== RECORDS SUPPLIED

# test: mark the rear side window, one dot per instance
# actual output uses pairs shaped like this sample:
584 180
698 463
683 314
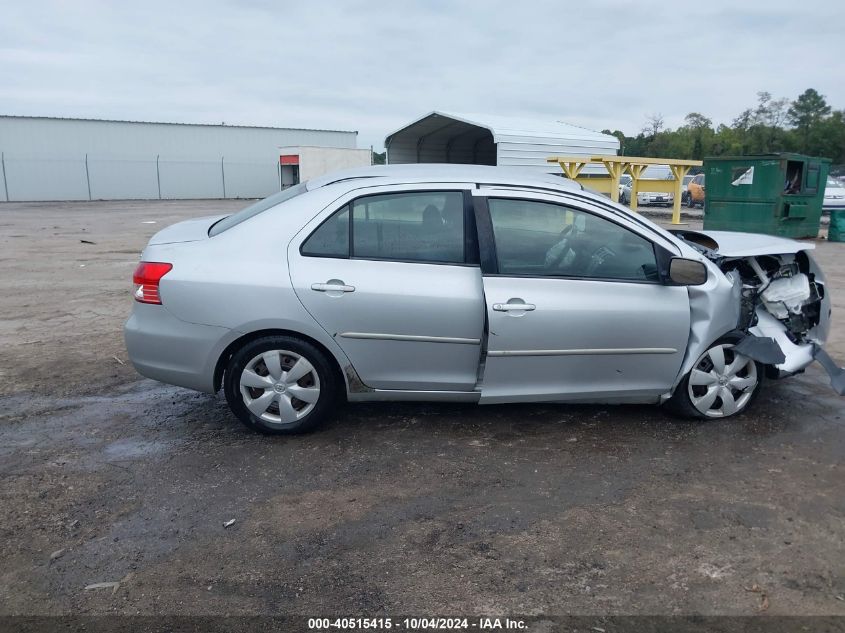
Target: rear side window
331 239
254 209
425 226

====

DIRECTIONS FOR THIS TASK — Convert the entries above into a Markdown table with two columns, Row and Line, giving each nonblank line its own numbered row. Leave the pictures out of the table.

FULL RESPONSE —
| Row | Line |
|---|---|
| 1 | # test: mark the rear side window, one dot per instance |
| 2 | # actual output uses pairs shaped like this sample: |
| 3 | 584 180 |
| 4 | 698 463 |
| 5 | 683 314 |
| 6 | Target: rear side window |
| 7 | 331 239 |
| 8 | 254 209 |
| 9 | 425 226 |